- _THE TASK_
Only the lines from the line with "If you would be willing to tag the boy's" through the end of the records belong in your reply, copied exactly, with every picture left out.

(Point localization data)
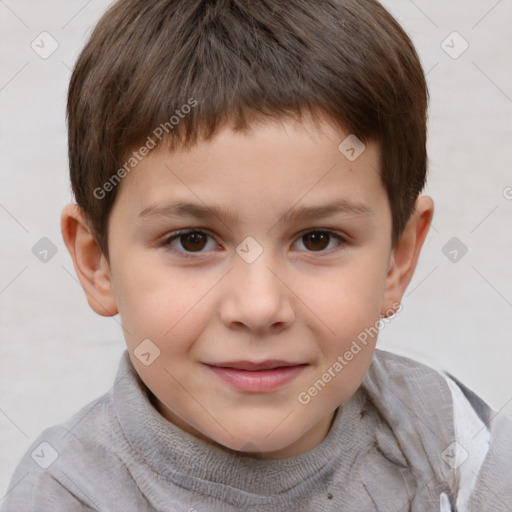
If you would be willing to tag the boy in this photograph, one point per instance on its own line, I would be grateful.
(286, 142)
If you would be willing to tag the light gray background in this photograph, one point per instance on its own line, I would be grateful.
(56, 354)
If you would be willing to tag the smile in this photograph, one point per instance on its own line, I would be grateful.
(257, 380)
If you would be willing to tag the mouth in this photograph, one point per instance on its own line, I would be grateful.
(257, 377)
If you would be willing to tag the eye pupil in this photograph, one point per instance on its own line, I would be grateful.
(198, 241)
(319, 239)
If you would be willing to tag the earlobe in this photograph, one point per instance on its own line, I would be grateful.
(405, 254)
(90, 264)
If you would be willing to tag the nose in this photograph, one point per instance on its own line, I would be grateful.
(256, 297)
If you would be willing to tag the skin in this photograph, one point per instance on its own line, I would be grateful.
(302, 300)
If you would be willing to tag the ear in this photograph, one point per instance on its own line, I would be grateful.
(405, 254)
(90, 264)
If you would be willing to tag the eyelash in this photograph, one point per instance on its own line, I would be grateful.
(190, 255)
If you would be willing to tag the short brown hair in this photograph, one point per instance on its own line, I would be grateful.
(240, 60)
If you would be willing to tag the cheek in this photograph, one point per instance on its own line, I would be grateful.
(156, 302)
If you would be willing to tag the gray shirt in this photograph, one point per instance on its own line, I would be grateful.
(409, 439)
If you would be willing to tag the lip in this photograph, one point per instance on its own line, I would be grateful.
(257, 377)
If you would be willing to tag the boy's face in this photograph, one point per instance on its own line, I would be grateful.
(263, 283)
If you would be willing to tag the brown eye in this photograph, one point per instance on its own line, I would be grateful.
(317, 240)
(194, 241)
(189, 241)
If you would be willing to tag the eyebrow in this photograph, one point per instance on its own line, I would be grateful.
(199, 211)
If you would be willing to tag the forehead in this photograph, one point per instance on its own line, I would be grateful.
(275, 165)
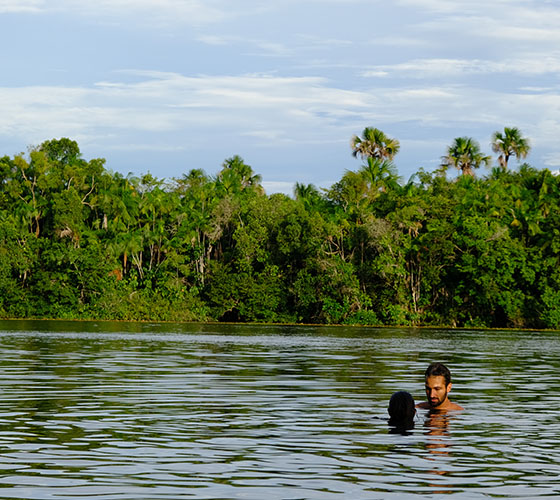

- _EXERCISE RESULT_
If you would be willing to tag the boy's face in this photograph, one point per instance on its own line, I would be grateful.
(263, 283)
If you would be willing to tag the brown eye in this photograph, one point per instance on its own line, I would be grateful.
(317, 240)
(194, 241)
(189, 241)
If you would be willing to tag the eyebrow in this photograph, one point per instance on its own line, I would be grateful.
(199, 211)
If you would be willing to tag the forehead in this photograph, one point per instance on its own line, I would be grateful.
(275, 165)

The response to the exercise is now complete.